> _Short task_
Lay out the stretch of the material below from the line containing "Locate the parked" through the line containing "(1126, 720)" as a JSON list of strings, one string per line, skipping blank lines. Leave the pictures out of your answer.

[start Given records]

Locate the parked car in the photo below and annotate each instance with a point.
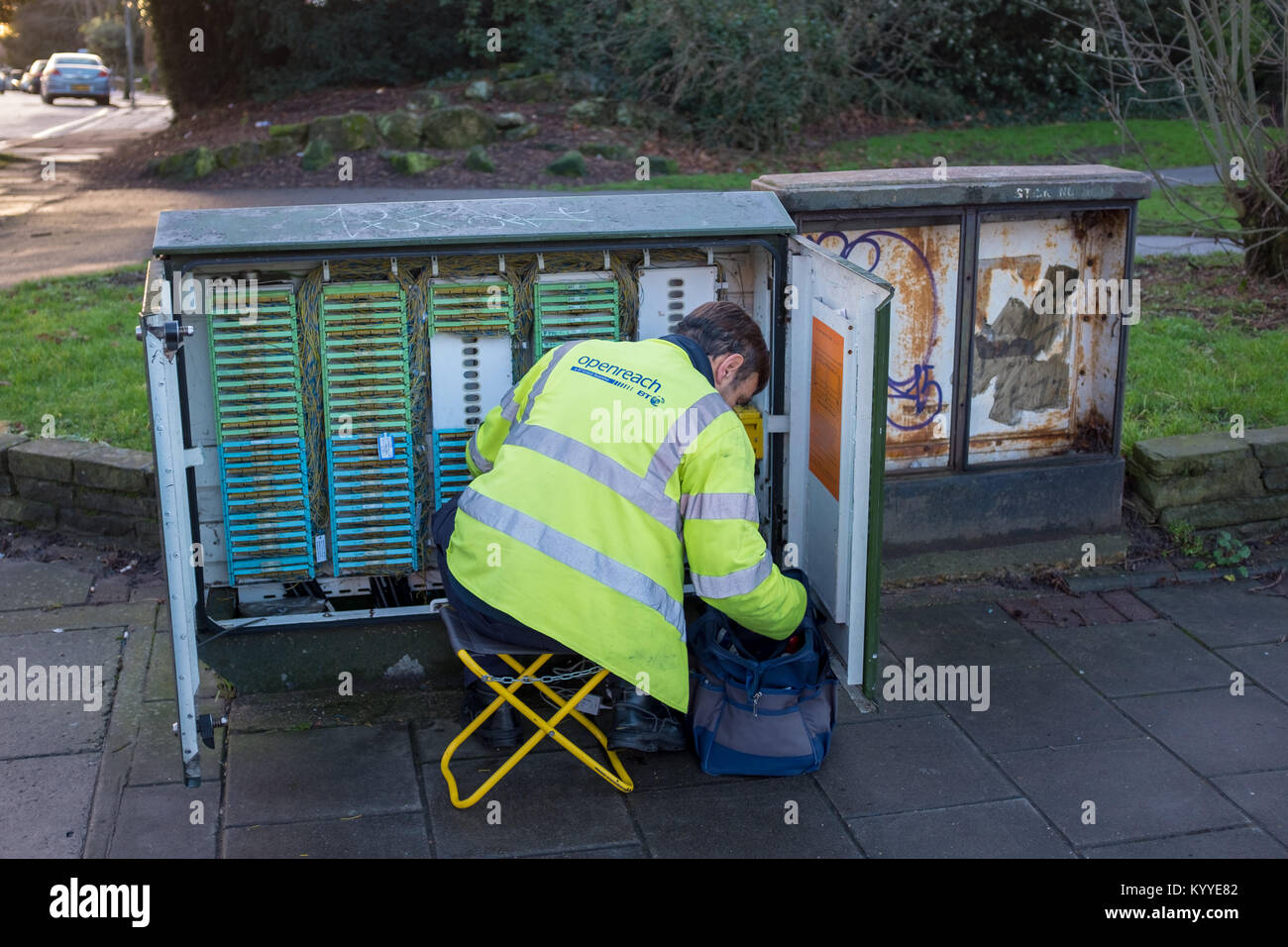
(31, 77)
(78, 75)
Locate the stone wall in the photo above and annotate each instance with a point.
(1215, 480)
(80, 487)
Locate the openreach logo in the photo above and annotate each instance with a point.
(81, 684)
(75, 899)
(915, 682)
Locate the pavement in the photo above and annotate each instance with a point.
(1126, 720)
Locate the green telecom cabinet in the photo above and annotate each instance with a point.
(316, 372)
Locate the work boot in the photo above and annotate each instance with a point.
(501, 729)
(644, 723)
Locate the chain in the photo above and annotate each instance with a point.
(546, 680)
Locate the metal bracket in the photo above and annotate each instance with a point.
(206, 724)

[end Given records]
[start Given records]

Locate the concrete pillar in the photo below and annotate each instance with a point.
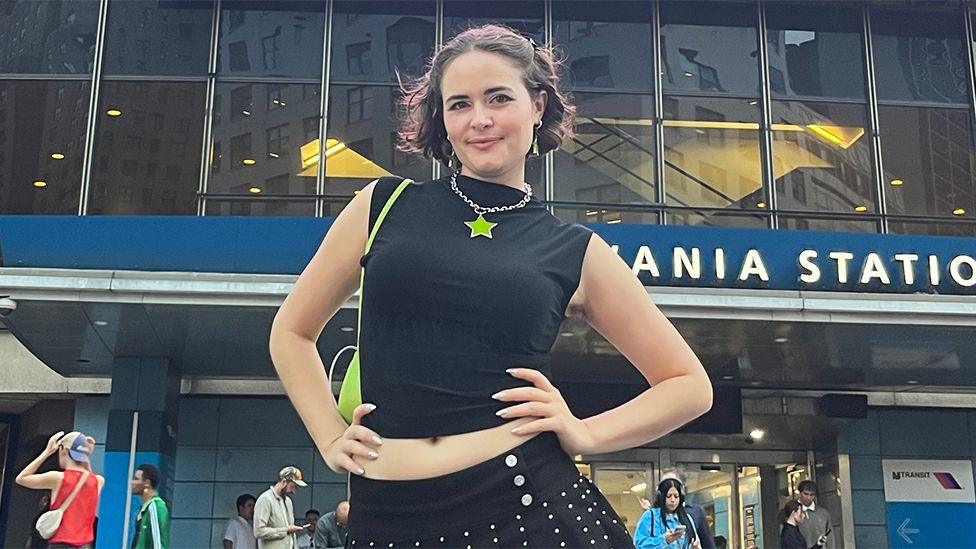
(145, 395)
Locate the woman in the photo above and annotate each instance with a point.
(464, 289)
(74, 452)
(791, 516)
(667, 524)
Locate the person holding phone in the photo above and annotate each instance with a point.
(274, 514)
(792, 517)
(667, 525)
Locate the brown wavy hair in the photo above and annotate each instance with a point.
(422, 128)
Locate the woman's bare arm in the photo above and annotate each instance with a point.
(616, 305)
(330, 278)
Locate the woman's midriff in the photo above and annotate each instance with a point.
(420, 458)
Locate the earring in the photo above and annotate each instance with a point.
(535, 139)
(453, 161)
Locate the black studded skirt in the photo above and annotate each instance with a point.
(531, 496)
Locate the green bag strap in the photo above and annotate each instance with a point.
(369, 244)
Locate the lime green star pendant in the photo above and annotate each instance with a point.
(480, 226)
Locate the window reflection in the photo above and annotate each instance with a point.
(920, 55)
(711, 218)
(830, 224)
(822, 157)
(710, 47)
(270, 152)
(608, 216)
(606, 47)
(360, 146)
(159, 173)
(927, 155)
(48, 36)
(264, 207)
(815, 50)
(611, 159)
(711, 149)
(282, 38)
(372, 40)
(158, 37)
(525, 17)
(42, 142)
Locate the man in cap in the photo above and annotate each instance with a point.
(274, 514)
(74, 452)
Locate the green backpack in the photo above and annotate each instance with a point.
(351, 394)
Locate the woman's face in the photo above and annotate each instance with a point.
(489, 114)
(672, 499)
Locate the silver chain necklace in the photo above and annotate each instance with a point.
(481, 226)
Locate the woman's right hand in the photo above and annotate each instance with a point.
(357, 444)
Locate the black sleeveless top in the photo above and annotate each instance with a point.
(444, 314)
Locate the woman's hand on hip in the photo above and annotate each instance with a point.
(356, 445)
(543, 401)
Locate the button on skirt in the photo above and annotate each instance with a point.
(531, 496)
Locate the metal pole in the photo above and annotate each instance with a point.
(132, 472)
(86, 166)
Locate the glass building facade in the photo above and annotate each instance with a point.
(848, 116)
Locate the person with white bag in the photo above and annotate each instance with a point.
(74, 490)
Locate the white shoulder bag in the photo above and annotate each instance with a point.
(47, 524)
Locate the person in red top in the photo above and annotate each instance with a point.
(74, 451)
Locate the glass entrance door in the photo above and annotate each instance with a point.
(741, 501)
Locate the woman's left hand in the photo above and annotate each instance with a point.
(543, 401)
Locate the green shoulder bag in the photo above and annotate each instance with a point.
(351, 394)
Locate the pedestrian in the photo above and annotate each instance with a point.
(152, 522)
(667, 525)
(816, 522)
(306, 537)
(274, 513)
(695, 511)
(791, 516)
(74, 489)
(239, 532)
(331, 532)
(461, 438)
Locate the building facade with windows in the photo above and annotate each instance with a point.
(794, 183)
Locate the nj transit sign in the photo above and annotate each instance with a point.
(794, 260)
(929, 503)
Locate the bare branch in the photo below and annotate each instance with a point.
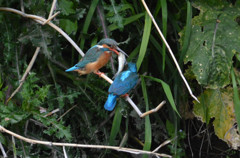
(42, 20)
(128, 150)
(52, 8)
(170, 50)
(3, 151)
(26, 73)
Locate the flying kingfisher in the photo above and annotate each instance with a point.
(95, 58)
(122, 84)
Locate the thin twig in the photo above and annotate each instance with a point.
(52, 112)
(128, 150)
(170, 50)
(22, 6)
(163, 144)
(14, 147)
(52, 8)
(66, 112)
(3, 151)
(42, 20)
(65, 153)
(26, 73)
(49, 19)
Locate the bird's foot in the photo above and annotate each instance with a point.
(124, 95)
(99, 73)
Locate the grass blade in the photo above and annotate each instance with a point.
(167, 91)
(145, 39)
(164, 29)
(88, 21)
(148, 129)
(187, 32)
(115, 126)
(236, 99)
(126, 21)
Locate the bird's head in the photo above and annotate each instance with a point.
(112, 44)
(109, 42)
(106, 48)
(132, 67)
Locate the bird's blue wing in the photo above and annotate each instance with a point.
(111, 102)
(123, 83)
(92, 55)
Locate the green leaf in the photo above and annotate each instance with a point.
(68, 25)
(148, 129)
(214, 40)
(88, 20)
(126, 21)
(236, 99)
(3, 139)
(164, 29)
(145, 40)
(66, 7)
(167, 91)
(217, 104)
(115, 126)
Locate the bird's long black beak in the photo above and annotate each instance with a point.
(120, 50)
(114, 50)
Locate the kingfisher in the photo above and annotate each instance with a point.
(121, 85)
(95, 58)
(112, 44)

[end Given records]
[start Given records]

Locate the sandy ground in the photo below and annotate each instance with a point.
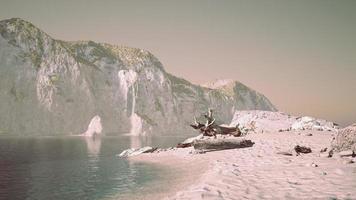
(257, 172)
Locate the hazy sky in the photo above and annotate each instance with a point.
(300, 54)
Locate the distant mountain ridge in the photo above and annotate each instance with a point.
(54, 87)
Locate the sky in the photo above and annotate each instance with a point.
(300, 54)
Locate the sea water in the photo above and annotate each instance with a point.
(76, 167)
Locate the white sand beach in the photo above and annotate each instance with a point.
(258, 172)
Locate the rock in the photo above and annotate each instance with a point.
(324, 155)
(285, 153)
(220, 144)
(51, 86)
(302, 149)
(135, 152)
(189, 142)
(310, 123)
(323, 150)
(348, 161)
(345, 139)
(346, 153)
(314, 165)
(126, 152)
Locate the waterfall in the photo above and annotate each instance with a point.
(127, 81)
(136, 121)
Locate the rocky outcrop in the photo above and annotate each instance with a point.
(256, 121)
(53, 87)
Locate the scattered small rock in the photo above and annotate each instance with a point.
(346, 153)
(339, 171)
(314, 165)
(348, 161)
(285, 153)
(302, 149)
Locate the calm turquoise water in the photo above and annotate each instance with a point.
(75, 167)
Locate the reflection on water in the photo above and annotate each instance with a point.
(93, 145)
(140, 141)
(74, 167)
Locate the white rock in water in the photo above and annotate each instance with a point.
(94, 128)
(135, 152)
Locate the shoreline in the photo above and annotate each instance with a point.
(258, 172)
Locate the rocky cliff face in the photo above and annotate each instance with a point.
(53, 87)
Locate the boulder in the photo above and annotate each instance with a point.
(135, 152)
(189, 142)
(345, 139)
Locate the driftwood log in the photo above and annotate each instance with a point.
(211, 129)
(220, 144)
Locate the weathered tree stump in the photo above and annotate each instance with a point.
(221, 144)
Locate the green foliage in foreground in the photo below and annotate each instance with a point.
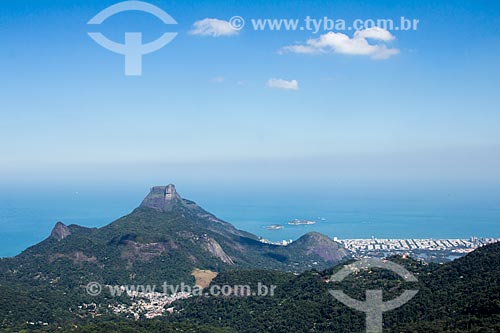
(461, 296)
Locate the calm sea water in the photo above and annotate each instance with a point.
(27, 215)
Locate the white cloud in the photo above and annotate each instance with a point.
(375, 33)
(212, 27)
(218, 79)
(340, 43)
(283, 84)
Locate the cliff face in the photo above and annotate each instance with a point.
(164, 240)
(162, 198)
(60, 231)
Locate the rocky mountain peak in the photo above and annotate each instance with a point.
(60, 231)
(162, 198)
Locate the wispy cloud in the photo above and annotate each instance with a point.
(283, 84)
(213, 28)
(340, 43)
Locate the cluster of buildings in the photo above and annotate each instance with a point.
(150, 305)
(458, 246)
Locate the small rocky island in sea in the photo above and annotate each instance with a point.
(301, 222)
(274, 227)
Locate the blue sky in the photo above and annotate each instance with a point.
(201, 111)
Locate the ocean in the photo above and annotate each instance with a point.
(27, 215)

[end Given records]

> _Solution_
[
  "Locate the parked car in the photo below and annotate each instance with a point.",
  "(31, 77)",
  "(78, 75)",
  "Locate the stone wall in the photo above and annotate each instance with a point.",
  "(1215, 480)",
  "(80, 487)",
  "Locate the openreach logo in the photo above and annotate each instance with a point.",
  "(81, 684)",
  "(75, 899)",
  "(915, 682)",
  "Locate the pavement in the photo above and annotate each instance with a point.",
  "(1126, 720)"
]